- **TASK PROMPT**:
Copy every one of the rows below word for word, keeping each line and each set of points unchanged.

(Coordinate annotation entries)

(begin)

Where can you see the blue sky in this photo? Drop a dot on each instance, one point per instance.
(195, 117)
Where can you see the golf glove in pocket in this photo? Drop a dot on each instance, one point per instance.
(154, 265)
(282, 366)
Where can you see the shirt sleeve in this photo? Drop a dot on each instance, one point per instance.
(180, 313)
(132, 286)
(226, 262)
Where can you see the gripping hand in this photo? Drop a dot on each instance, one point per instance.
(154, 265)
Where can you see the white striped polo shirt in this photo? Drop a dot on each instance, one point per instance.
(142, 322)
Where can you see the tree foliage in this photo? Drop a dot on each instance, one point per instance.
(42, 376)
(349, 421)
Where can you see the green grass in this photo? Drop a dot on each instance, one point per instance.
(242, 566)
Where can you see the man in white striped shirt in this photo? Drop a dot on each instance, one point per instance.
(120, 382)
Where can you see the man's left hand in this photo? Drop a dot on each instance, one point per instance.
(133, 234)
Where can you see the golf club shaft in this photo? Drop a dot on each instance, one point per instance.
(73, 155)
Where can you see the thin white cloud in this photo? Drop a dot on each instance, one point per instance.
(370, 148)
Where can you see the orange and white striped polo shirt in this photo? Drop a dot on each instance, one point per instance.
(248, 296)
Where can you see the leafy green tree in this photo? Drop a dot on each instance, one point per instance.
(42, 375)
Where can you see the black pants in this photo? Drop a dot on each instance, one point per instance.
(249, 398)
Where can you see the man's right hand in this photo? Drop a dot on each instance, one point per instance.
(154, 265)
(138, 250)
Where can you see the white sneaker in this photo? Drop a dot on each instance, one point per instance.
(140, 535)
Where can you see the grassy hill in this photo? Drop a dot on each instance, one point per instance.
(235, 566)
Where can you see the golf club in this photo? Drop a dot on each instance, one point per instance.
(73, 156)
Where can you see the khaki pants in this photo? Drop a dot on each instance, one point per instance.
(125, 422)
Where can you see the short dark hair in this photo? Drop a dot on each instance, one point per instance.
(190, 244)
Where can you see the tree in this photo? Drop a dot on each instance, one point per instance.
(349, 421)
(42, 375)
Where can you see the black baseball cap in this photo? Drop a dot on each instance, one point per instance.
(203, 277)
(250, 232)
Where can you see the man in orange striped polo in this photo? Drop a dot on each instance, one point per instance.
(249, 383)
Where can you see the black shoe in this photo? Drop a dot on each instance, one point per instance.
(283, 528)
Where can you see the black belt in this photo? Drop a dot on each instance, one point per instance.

(end)

- **ANSWER FOR THIS EXERCISE**:
Where can you see the blue sky in this photo? Drop a dot on each instance, one point per instance.
(195, 117)
Where can you see the golf glove in pocket in this photo? Drop a dot on each instance, one point per instance.
(154, 265)
(282, 366)
Where can you see the shirt sleeve in this photo? Drop a dot on each instance, one point per instance.
(180, 313)
(132, 286)
(226, 262)
Where can you see the gripping hand in this photo? Drop a dot on each instance, one point per instance.
(154, 265)
Where can you see the white striped polo shirt in this photo? Drop a dot on each instance, one point per instance.
(142, 322)
Where can you see the tree foliage in this photo? Drop a dot on each instance, one point per instance.
(42, 376)
(349, 421)
Where can you see the green grass in this photo? Drop a dot on each instance, one point per instance.
(242, 566)
Where can you see the man in white striped shirt in this photo? Drop a dot on each instance, one point per instance.
(120, 382)
Where can you see the man's left hand in this photo? Drop a dot on each instance, one point per instance.
(133, 234)
Where can you see the golf club shaft in this photo? Drop a dot on each instance, one point per instance.
(73, 155)
Where can you see the thin white cloud in this photo? Drop a dot on each instance, one point per instance.
(370, 148)
Where can you see the orange and white striped polo shirt in this photo? Drop a dot on each instance, one point per instance.
(248, 296)
Where can you see the leafy green tree in this photo? Drop a dot on each instance, one point per instance.
(42, 375)
Where can you see the black pants in this photo? Drop a dot on each instance, one point per instance.
(249, 398)
Where can you see the man's right hand in this photo? Drop a dot on each instance, one point per instance.
(154, 265)
(138, 250)
Where can you see the white sneaker in this photo? Drop a dot on each instance, one point per instance.
(140, 535)
Where can you see the grassy hill in this photo? Drop a dot on each instance, one point per instance.
(235, 566)
Where can you see the golf club in this photo? Drop a dot on each instance, one point per instance.
(73, 156)
Where can you see the khaki pants in this photo? Drop a dot on each instance, one point per instance.
(125, 422)
Where can you see the short dark hair in this photo? Drop a dot on each instance, one point per instance.
(190, 244)
Where can you see the tree in this photo? Drop a dot on each instance, one point per instance.
(349, 421)
(42, 375)
Where can you see the black baseball cap in this photo? Drop a dot on each instance, one point per instance.
(203, 277)
(250, 232)
Where can you see the man in orange striped polo in this photo? Drop a dot on each instance, one point per instance.
(249, 383)
Where can you see the black shoe in this photo? Drop a dot on each instance, one point per instance.
(283, 528)
Where can you see the black belt in this photo? Drop a dot on each instance, one point per instance.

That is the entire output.